### Data supplied
----------------

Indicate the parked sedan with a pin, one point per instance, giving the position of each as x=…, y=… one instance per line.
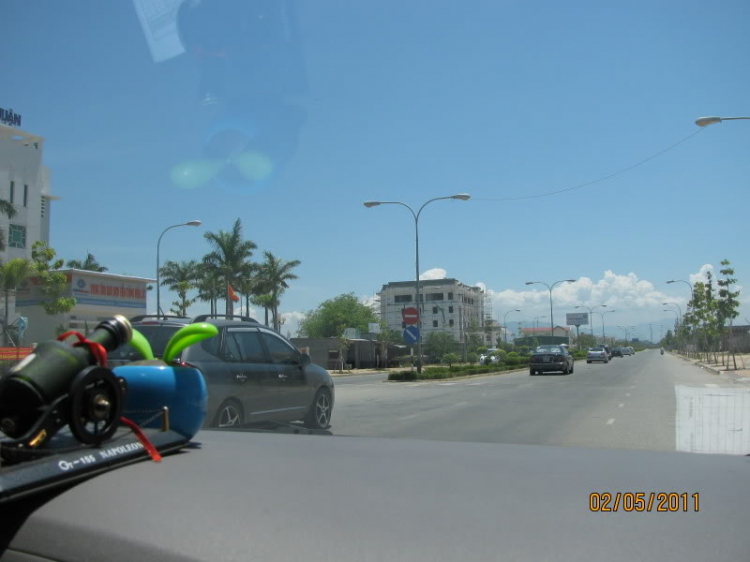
x=253, y=374
x=548, y=358
x=597, y=354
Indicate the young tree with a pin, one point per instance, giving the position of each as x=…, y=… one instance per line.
x=180, y=277
x=728, y=303
x=333, y=316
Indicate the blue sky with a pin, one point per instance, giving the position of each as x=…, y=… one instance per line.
x=409, y=101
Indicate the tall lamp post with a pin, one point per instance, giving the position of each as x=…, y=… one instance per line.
x=551, y=317
x=704, y=121
x=604, y=336
x=679, y=317
x=457, y=197
x=505, y=325
x=591, y=314
x=158, y=265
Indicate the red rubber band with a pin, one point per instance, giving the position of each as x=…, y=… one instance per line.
x=150, y=449
x=97, y=349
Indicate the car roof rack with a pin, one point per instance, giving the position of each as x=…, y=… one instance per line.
x=142, y=317
x=204, y=317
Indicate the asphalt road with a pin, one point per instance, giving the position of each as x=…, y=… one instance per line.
x=630, y=403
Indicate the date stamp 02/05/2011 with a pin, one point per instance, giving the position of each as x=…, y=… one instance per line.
x=649, y=502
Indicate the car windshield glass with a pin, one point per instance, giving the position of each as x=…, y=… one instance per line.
x=413, y=198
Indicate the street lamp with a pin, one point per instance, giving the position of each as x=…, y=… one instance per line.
x=158, y=243
x=505, y=325
x=551, y=318
x=591, y=313
x=705, y=121
x=457, y=197
x=679, y=318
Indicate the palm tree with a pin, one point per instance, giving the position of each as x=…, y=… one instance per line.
x=89, y=264
x=276, y=272
x=11, y=275
x=229, y=256
x=180, y=277
x=7, y=209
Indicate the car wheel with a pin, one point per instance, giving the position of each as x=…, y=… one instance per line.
x=319, y=416
x=230, y=414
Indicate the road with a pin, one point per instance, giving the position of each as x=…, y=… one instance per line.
x=630, y=403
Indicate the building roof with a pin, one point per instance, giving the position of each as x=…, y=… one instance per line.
x=430, y=283
x=108, y=275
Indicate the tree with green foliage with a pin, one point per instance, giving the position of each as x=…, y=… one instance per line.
x=333, y=316
x=728, y=303
x=451, y=358
x=180, y=277
x=228, y=258
x=12, y=274
x=437, y=344
x=53, y=283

----------------

### Exercise directions
All the material above must be copied exactly, and no picture belongs in the copy.

### Answer below
Indicate the parked sedan with a pin, one point per instance, giving the position of each as x=…, y=… one instance per line.
x=253, y=374
x=548, y=358
x=597, y=354
Indicate the young tree with a pin, one point per instance, giving the position of each as x=…, y=… one instance per line.
x=180, y=277
x=728, y=303
x=333, y=316
Indicate the blue sky with a pin, one point per instance, giving the position of each as x=…, y=… one instance per line.
x=409, y=101
Indicate the tall lamp post with a pin, one point per instance, giving the position of each as x=…, y=… one instance per line.
x=551, y=317
x=704, y=121
x=604, y=336
x=679, y=317
x=457, y=197
x=505, y=325
x=591, y=314
x=158, y=265
Indicate the red rubber band with a pin, one point per instance, giving the position of each as x=…, y=… one instance per line.
x=150, y=449
x=97, y=349
Indicate the car roof rack with a pin, one point per instance, giving the position of each as x=…, y=… one instance per line.
x=142, y=317
x=204, y=317
Indicate the asphalt road with a pin, one point per instance, giving the position of each as x=…, y=… one instance per line.
x=630, y=403
Indicate the date stamp 02/05/2011 with a pin, one point per instance, giving the position of each as x=…, y=… one instance per line.
x=649, y=502
Indicate the car windshield glass with a pin, one point per instance, giving the position of each as x=…, y=… one instance per line.
x=413, y=198
Indicate the street lamp with a pin, one point per instance, giving the position of each as x=…, y=… one instance per line.
x=158, y=243
x=505, y=325
x=551, y=318
x=591, y=313
x=705, y=121
x=457, y=197
x=679, y=318
Indicate the palm tree with a pin, one point per instance, giving the position of each as x=…, y=… one instance per line.
x=89, y=264
x=276, y=272
x=11, y=275
x=229, y=256
x=180, y=277
x=7, y=209
Indicate the car wheel with a pin, one point per instance, giving the position of each as x=…, y=… one instance per line.
x=319, y=416
x=230, y=414
Indicate the road with a pin, one point per instance, giving the position of each as x=…, y=… one instance per line.
x=630, y=403
Indicate the building roof with a pin, one point per instance, giving the position of each as x=…, y=… one instance per line.
x=430, y=283
x=108, y=275
Indicate the tree with green foliage with a pin, one point per instance, giving the position of each as x=…, y=… one instance per line.
x=333, y=316
x=728, y=303
x=451, y=358
x=180, y=277
x=228, y=258
x=12, y=274
x=437, y=344
x=53, y=283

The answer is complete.